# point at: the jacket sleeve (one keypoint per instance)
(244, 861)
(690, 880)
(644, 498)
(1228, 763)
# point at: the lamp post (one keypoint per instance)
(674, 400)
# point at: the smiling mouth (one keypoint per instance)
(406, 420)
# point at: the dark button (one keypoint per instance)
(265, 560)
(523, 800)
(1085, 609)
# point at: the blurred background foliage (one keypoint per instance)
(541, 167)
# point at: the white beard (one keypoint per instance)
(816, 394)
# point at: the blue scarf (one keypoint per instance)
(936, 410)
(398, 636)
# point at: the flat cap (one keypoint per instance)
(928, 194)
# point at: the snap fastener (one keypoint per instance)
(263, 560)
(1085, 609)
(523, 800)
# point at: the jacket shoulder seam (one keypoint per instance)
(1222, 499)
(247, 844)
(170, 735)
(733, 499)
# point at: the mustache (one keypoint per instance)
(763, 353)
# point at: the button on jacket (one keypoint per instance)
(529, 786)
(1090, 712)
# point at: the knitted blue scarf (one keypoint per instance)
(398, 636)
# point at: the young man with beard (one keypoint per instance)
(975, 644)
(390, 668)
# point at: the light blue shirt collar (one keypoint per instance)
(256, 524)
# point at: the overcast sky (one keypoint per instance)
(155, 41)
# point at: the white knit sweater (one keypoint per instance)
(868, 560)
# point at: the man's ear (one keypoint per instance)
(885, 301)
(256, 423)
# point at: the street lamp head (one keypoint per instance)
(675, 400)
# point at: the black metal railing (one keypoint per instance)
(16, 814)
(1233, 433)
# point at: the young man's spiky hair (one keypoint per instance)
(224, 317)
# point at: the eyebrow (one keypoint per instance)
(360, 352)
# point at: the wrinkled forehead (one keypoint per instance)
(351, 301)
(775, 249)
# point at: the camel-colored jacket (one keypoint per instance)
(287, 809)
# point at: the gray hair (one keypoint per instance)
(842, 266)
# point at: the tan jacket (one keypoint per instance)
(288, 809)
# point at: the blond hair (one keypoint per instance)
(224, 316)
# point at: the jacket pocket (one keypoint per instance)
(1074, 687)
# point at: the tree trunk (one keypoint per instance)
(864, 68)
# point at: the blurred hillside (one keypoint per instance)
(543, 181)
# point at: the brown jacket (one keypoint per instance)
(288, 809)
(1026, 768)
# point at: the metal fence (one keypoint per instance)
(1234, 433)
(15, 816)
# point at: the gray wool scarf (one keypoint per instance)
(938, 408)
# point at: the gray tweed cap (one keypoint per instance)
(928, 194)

* * *

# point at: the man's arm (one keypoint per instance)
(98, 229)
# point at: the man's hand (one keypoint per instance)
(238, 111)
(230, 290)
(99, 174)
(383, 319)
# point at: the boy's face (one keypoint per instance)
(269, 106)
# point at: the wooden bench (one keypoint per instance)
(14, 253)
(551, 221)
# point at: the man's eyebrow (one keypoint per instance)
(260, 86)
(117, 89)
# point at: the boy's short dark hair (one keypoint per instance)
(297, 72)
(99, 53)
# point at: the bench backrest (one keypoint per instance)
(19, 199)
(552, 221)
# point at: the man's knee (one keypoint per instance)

Do this
Reproduce everything in the data above, starting at the line containing "# point at: the boy's face" and going down to the line containing "# point at: the man's knee". Include both of those lines and change nothing.

Answer to the exercise
# point at: the boy's face (one keypoint per instance)
(269, 106)
# point at: the wooden bench (one keypoint per instance)
(14, 253)
(551, 221)
# point at: the man's eyebrow (one keypoint per instance)
(260, 86)
(117, 89)
# point at: the boy's short dark hair (one keypoint per instance)
(297, 72)
(99, 53)
# point at: the bench backrest (one keypoint per instance)
(19, 199)
(552, 221)
# point at: the man's knee (one keypoint per instance)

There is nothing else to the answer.